> _What to produce_
Exact copy, no pictures: take the lines of the listing below from the first through the one containing "mark the black harness -- a dot per instance".
**********
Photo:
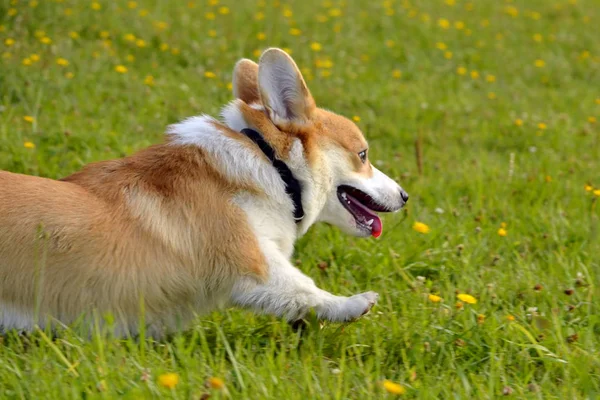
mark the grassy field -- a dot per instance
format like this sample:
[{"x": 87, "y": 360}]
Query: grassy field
[{"x": 503, "y": 98}]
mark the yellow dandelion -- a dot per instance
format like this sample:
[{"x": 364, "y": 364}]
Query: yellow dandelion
[
  {"x": 434, "y": 298},
  {"x": 393, "y": 388},
  {"x": 216, "y": 383},
  {"x": 421, "y": 227},
  {"x": 443, "y": 23},
  {"x": 467, "y": 298},
  {"x": 169, "y": 380},
  {"x": 149, "y": 80}
]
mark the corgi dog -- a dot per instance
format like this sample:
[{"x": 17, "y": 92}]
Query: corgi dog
[{"x": 204, "y": 220}]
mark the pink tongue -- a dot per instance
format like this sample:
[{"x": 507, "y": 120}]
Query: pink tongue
[{"x": 363, "y": 214}]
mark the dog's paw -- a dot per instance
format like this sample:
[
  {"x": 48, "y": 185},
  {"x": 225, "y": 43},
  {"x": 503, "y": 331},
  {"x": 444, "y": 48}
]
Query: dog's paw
[{"x": 358, "y": 305}]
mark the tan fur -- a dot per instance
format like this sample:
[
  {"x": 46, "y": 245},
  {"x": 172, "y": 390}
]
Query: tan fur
[{"x": 157, "y": 225}]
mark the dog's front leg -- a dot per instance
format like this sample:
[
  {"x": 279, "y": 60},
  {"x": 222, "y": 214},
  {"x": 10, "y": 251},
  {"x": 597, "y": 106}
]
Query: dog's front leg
[{"x": 290, "y": 294}]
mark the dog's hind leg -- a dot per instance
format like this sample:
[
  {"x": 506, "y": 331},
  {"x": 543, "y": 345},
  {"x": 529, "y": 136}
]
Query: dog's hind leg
[{"x": 291, "y": 294}]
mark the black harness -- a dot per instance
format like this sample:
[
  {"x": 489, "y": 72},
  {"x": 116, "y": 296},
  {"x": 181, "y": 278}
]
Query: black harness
[{"x": 292, "y": 186}]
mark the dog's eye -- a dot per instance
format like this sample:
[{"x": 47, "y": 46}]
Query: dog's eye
[{"x": 363, "y": 156}]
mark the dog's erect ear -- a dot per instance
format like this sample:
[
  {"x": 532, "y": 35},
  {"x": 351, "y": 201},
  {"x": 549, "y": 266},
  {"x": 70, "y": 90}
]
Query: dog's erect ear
[
  {"x": 282, "y": 89},
  {"x": 245, "y": 81}
]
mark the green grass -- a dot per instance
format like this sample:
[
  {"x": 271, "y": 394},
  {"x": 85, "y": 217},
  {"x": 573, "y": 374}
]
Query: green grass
[{"x": 86, "y": 111}]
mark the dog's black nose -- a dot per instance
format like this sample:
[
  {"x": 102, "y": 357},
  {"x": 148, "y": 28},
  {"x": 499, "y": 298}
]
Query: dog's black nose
[{"x": 404, "y": 195}]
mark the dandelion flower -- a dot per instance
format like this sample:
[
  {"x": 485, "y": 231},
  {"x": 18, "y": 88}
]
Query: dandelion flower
[
  {"x": 216, "y": 383},
  {"x": 443, "y": 23},
  {"x": 467, "y": 298},
  {"x": 434, "y": 298},
  {"x": 169, "y": 380},
  {"x": 393, "y": 388},
  {"x": 421, "y": 227}
]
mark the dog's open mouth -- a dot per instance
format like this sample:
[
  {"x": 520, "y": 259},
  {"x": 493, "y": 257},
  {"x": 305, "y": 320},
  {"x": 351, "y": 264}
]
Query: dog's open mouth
[{"x": 363, "y": 208}]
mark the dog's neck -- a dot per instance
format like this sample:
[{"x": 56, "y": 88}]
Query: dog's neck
[{"x": 315, "y": 186}]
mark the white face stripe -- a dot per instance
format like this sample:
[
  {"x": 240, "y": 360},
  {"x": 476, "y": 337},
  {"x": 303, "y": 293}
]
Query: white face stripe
[{"x": 233, "y": 157}]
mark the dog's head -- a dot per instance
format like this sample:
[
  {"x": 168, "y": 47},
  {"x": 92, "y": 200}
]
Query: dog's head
[{"x": 342, "y": 187}]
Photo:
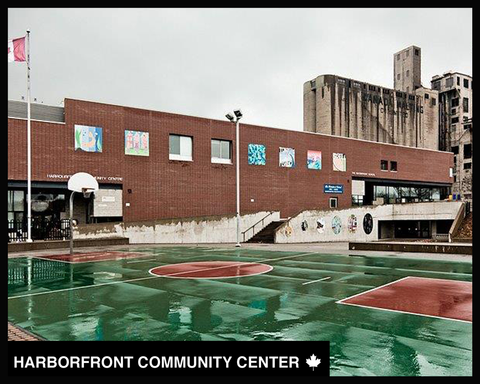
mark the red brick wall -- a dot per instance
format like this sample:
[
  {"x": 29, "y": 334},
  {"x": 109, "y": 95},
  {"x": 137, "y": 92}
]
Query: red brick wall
[{"x": 162, "y": 188}]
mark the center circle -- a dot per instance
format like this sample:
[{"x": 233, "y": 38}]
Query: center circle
[{"x": 210, "y": 270}]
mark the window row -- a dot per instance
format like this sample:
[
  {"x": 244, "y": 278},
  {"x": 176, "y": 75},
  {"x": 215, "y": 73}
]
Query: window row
[{"x": 384, "y": 165}]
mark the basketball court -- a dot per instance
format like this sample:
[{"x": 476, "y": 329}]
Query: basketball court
[{"x": 382, "y": 315}]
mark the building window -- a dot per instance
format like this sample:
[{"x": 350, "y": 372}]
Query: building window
[
  {"x": 15, "y": 205},
  {"x": 181, "y": 148},
  {"x": 467, "y": 151},
  {"x": 221, "y": 151},
  {"x": 357, "y": 200}
]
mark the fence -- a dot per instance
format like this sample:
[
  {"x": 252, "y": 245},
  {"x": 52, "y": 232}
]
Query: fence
[{"x": 41, "y": 230}]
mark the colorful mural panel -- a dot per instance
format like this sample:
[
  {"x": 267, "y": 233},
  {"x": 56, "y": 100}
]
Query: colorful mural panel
[
  {"x": 287, "y": 157},
  {"x": 88, "y": 139},
  {"x": 321, "y": 225},
  {"x": 339, "y": 162},
  {"x": 336, "y": 225},
  {"x": 256, "y": 154},
  {"x": 137, "y": 143},
  {"x": 352, "y": 224},
  {"x": 314, "y": 160}
]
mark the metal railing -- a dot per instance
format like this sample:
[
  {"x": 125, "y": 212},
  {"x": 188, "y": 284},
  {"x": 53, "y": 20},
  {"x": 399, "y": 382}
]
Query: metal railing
[
  {"x": 41, "y": 230},
  {"x": 252, "y": 228}
]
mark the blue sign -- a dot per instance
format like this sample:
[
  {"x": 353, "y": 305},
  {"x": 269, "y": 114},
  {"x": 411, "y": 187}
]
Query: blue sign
[{"x": 332, "y": 188}]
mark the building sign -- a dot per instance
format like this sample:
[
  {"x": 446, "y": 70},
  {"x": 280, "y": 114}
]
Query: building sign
[
  {"x": 256, "y": 154},
  {"x": 333, "y": 188},
  {"x": 98, "y": 178},
  {"x": 363, "y": 174},
  {"x": 339, "y": 162},
  {"x": 314, "y": 160},
  {"x": 88, "y": 139},
  {"x": 136, "y": 143},
  {"x": 287, "y": 157}
]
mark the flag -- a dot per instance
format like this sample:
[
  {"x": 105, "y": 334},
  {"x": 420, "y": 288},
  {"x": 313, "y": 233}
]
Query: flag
[{"x": 16, "y": 49}]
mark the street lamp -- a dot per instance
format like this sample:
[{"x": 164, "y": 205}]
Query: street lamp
[{"x": 238, "y": 115}]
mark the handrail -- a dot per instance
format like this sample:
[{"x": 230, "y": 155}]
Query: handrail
[{"x": 258, "y": 222}]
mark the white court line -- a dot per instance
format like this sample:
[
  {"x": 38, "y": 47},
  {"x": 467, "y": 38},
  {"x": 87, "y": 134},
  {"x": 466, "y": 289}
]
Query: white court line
[
  {"x": 314, "y": 281},
  {"x": 371, "y": 290},
  {"x": 395, "y": 310},
  {"x": 224, "y": 266},
  {"x": 83, "y": 287},
  {"x": 128, "y": 281}
]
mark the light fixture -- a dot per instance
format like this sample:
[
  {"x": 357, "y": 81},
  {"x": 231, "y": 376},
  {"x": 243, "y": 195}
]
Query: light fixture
[{"x": 238, "y": 113}]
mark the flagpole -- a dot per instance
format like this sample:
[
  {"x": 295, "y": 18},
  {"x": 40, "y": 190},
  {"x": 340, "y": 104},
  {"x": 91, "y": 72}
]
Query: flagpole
[{"x": 29, "y": 148}]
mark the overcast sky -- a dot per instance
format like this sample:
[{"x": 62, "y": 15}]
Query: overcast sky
[{"x": 206, "y": 62}]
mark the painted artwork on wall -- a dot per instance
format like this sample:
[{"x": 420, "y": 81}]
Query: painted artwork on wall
[
  {"x": 336, "y": 225},
  {"x": 321, "y": 225},
  {"x": 256, "y": 154},
  {"x": 352, "y": 223},
  {"x": 314, "y": 160},
  {"x": 88, "y": 139},
  {"x": 287, "y": 157},
  {"x": 339, "y": 162},
  {"x": 368, "y": 223},
  {"x": 137, "y": 143}
]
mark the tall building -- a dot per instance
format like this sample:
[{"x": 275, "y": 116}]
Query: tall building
[
  {"x": 456, "y": 126},
  {"x": 345, "y": 107},
  {"x": 407, "y": 69}
]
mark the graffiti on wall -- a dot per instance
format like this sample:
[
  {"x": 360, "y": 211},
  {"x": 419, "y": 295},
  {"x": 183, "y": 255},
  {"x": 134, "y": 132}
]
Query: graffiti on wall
[
  {"x": 88, "y": 139},
  {"x": 256, "y": 154},
  {"x": 339, "y": 162},
  {"x": 136, "y": 143},
  {"x": 336, "y": 225},
  {"x": 368, "y": 223},
  {"x": 352, "y": 224},
  {"x": 314, "y": 160},
  {"x": 287, "y": 157}
]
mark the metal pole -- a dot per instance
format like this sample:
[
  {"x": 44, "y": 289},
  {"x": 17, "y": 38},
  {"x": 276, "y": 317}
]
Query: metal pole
[
  {"x": 29, "y": 148},
  {"x": 71, "y": 223},
  {"x": 237, "y": 150}
]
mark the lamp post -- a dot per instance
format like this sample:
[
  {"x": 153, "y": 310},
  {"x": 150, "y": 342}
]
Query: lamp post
[{"x": 236, "y": 120}]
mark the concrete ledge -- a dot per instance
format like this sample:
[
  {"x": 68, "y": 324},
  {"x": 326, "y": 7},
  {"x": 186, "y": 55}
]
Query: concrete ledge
[
  {"x": 452, "y": 248},
  {"x": 56, "y": 244}
]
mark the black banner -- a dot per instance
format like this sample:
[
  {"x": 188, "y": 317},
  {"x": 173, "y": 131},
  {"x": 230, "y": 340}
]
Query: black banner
[{"x": 169, "y": 358}]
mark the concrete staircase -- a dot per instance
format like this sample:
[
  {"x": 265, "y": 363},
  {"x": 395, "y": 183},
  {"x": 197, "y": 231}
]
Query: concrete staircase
[{"x": 267, "y": 234}]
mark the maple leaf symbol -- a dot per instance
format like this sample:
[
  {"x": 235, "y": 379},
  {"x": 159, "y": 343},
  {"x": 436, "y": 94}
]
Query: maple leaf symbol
[{"x": 313, "y": 362}]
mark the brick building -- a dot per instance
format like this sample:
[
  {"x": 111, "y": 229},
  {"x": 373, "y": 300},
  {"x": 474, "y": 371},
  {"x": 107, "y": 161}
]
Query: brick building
[{"x": 187, "y": 167}]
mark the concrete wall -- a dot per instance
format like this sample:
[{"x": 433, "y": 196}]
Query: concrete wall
[
  {"x": 293, "y": 231},
  {"x": 213, "y": 229}
]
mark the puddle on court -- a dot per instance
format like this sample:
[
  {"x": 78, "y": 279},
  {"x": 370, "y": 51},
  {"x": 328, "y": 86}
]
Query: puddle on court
[{"x": 61, "y": 301}]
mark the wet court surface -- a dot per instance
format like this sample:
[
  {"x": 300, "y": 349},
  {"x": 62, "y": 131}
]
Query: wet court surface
[{"x": 118, "y": 297}]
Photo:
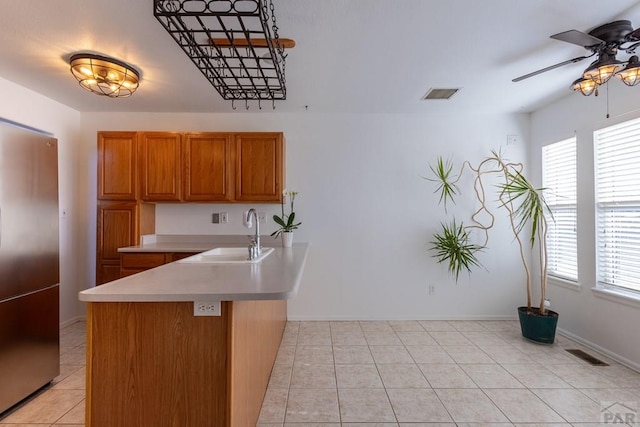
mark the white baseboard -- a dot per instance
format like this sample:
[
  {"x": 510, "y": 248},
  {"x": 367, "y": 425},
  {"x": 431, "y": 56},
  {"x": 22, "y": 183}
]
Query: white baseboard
[
  {"x": 613, "y": 356},
  {"x": 394, "y": 318},
  {"x": 72, "y": 321}
]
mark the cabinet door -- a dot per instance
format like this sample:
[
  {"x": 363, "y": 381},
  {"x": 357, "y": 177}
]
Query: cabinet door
[
  {"x": 259, "y": 167},
  {"x": 160, "y": 166},
  {"x": 117, "y": 228},
  {"x": 207, "y": 167},
  {"x": 117, "y": 166}
]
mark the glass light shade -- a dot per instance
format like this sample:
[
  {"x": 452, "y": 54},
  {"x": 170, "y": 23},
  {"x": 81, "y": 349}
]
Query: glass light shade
[
  {"x": 584, "y": 86},
  {"x": 603, "y": 69},
  {"x": 104, "y": 76},
  {"x": 630, "y": 75}
]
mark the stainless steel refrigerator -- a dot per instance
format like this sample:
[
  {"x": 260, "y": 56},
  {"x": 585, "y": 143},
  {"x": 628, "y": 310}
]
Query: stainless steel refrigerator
[{"x": 29, "y": 263}]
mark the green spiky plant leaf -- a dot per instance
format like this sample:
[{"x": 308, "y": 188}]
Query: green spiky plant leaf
[
  {"x": 447, "y": 188},
  {"x": 452, "y": 246},
  {"x": 528, "y": 204}
]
**********
> _Solution below_
Photo:
mark the grassy field -- a dot per instance
format like this sample:
[{"x": 87, "y": 360}]
Query: grassy field
[{"x": 503, "y": 98}]
mark the yellow dandelion -- a dot per instance
format like this sample:
[{"x": 364, "y": 364}]
Query: yellow dandelion
[
  {"x": 434, "y": 298},
  {"x": 393, "y": 388},
  {"x": 216, "y": 383},
  {"x": 421, "y": 227},
  {"x": 443, "y": 23},
  {"x": 467, "y": 298},
  {"x": 169, "y": 380},
  {"x": 149, "y": 80}
]
mark the corgi dog -- a dot per instance
format like this sample:
[{"x": 17, "y": 92}]
Query: corgi dog
[{"x": 204, "y": 220}]
mark the pink tongue -- a dot per instance
format like this sample:
[{"x": 507, "y": 120}]
Query: pink tongue
[{"x": 363, "y": 214}]
mark the dog's paw -- a dot per instance
format like this sample:
[
  {"x": 48, "y": 185},
  {"x": 225, "y": 43},
  {"x": 503, "y": 331},
  {"x": 444, "y": 48}
]
Query: dog's paw
[{"x": 358, "y": 305}]
mark the tan fur -- a dot per instance
format like this sample:
[
  {"x": 46, "y": 245},
  {"x": 172, "y": 390}
]
Query: tan fur
[{"x": 157, "y": 225}]
mark the dog's front leg -- a dot per instance
format like this sample:
[
  {"x": 279, "y": 60},
  {"x": 222, "y": 214},
  {"x": 10, "y": 251},
  {"x": 597, "y": 106}
]
Query: dog's front leg
[{"x": 290, "y": 294}]
mark the dog's hind leg -- a dot per instance
format like this sample:
[
  {"x": 506, "y": 331},
  {"x": 543, "y": 345},
  {"x": 529, "y": 136}
]
Query: dog's hind leg
[{"x": 291, "y": 294}]
mark the black harness -- a dot per instance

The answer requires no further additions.